Posted by: Jennifer Gomori Posted date: November 29, 2018

Photos courtesy of Battle Creek Police Department
Battle Creek Police have a new larger building to accommodate their growing staff, equipment and storage needs.

— By Jennifer Gomori, POJ Editor with excerpts from Battle Creek Police, Battle Creek Enquirer and WBCK 95.3

Battle Creek Police moved into their newly constructed larger facility in late summer and by early November workers were completing the teardown of the outgrown and outdated 1971 structure to make room for increased parking for city offices and additional green space around The Fallen Officer Memorial, which honors Battle Creek Officers who died in the line of duty.

The police department’s new $15.5 million building was built to accommodate the growing staff and alleviate several problems staff and visitors were experiencing at the old station. The older 22,000-square-foot station was meant to house 80 people, while the new 46,000-square-foot structure was constructed with the 185-member staff and their storage needs in mind. The 18-month construction project culminated in a grand opening in August 2018 to provide the public with an inside view of the new station.

The window-lined lobby offers a feel of transparency.

The building features a large conference room for community meetings, press conferences, seminars, and meetings for the Citizen’s Police Academy. There are workout areas, new larger locker rooms with ample storage, 11 bathrooms instead of three, an outdoor patio break area and honor system vending area, instead of a cramped break room with seating for four. Specific areas were designed solely to process evidence with state of the art dryers for preserving things like blood-soaked clothing.

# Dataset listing
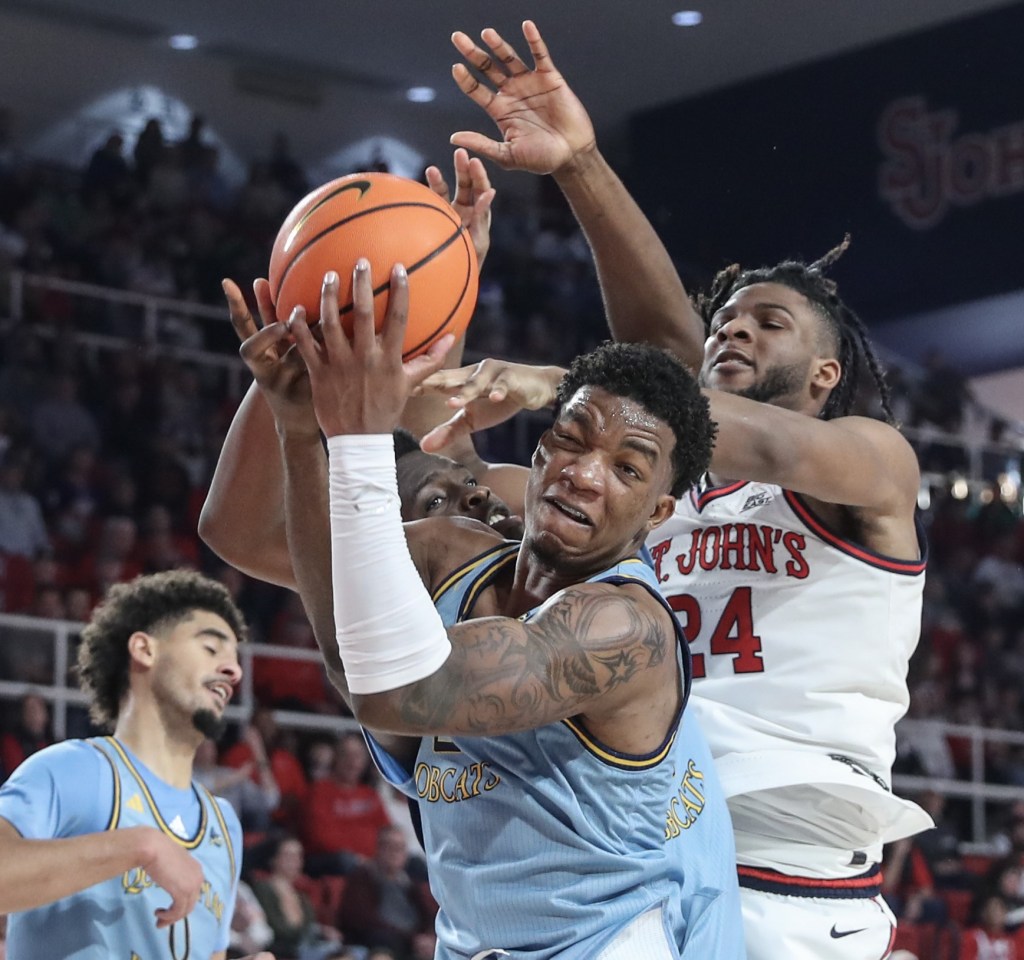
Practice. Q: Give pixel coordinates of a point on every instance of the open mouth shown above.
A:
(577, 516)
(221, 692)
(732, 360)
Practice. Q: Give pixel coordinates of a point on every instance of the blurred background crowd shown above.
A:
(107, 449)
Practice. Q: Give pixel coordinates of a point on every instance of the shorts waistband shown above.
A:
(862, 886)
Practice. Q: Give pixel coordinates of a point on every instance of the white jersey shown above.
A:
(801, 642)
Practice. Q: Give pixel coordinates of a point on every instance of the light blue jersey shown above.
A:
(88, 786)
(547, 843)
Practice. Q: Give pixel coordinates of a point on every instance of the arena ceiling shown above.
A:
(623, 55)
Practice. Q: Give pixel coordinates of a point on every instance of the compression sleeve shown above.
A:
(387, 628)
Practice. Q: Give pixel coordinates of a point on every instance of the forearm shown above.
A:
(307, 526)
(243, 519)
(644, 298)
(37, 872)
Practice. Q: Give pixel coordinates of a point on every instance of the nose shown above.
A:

# Tasks to perform
(a) Answer these questions from the police building article:
(i) How many people was the older station meant to house?
(ii) How many bathrooms does the new building contain?
(iii) Whom does The Fallen Officer Memorial honor?
(b) Duplicate the part of the police building article that opens with the words containing "The building features" and closes with "like blood-soaked clothing.".
The listing is drawn from a separate source.

# Task-by-task answers
(a)
(i) 80 people
(ii) 11 bathrooms
(iii) Battle Creek Officers who died in the line of duty

(b)
The building features a large conference room for community meetings, press conferences, seminars, and meetings for the Citizen’s Police Academy. There are workout areas, new larger locker rooms with ample storage, 11 bathrooms instead of three, an outdoor patio break area and honor system vending area, instead of a cramped break room with seating for four. Specific areas were designed solely to process evidence with state of the art dryers for preserving things like blood-soaked clothing.